Goal — Rewrite the material below, replacing "green grass" with "short grass" and changing nothing else.

Material for this exercise —
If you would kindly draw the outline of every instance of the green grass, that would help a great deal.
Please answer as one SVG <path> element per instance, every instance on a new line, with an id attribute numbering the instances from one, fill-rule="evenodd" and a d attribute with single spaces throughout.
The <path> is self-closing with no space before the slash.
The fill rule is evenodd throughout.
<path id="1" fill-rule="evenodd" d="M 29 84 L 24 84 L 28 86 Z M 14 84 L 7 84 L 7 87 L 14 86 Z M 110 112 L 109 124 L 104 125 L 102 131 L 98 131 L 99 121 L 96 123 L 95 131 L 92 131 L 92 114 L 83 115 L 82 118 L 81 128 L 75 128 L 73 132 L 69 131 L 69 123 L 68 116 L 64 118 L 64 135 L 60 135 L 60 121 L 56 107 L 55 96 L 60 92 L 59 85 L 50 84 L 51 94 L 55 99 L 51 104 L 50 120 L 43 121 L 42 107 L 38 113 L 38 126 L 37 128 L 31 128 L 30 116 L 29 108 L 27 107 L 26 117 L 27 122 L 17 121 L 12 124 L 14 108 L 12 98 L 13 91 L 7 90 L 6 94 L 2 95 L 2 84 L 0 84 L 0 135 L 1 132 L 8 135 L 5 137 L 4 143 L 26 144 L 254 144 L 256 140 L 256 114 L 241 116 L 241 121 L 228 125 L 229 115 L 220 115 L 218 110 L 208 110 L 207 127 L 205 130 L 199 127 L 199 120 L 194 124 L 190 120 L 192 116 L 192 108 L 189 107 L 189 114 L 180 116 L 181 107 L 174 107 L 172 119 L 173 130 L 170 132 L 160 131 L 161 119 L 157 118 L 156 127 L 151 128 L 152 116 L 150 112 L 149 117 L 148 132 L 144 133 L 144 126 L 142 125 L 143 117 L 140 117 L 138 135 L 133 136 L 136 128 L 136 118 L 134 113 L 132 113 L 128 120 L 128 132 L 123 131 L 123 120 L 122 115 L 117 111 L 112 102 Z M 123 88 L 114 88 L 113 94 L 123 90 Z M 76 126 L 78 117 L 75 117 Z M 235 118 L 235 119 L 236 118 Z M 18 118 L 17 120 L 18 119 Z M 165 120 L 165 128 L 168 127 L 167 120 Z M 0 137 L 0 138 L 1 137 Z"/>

Expected output —
If you would kindly draw the outline of every instance of the short grass, that would help a great deal.
Please answer as one SVG <path> element per instance, every instance on a new line, with an id attribute numbering the instances from one, fill-rule="evenodd" and a d attribute with single spaces throughout.
The <path> is self-closing with no space before the slash.
The fill rule is evenodd throughout.
<path id="1" fill-rule="evenodd" d="M 29 84 L 24 84 L 28 86 Z M 14 84 L 7 84 L 7 87 L 14 86 Z M 110 112 L 109 124 L 104 125 L 102 131 L 98 131 L 99 121 L 96 123 L 95 131 L 92 131 L 92 114 L 83 115 L 82 118 L 81 128 L 75 128 L 73 132 L 69 131 L 69 123 L 68 116 L 64 118 L 64 135 L 60 135 L 60 121 L 56 107 L 55 96 L 60 92 L 59 85 L 50 84 L 51 94 L 55 99 L 51 104 L 50 120 L 43 121 L 42 107 L 38 113 L 38 126 L 37 128 L 31 128 L 30 116 L 29 108 L 27 107 L 26 117 L 27 122 L 17 121 L 12 124 L 14 108 L 12 98 L 13 91 L 7 90 L 6 94 L 2 95 L 2 84 L 0 84 L 0 135 L 1 132 L 8 135 L 5 137 L 4 143 L 26 144 L 254 144 L 256 140 L 256 114 L 241 116 L 241 121 L 228 125 L 229 115 L 220 115 L 218 110 L 208 110 L 207 127 L 205 130 L 199 127 L 199 120 L 194 124 L 190 120 L 192 116 L 192 108 L 189 107 L 189 114 L 180 116 L 181 107 L 174 107 L 172 119 L 173 130 L 170 132 L 160 131 L 161 119 L 157 118 L 156 127 L 151 128 L 152 116 L 150 112 L 149 117 L 148 132 L 144 133 L 144 126 L 142 125 L 143 117 L 140 117 L 138 135 L 133 136 L 136 128 L 136 118 L 134 113 L 132 113 L 128 120 L 128 132 L 123 131 L 123 120 L 122 115 L 117 111 L 112 102 Z M 123 88 L 114 88 L 113 94 L 123 90 Z M 76 126 L 78 117 L 75 117 Z M 235 118 L 235 119 L 236 118 Z M 18 118 L 17 120 L 18 119 Z M 165 120 L 165 128 L 168 127 L 167 120 Z M 0 137 L 0 138 L 1 137 Z"/>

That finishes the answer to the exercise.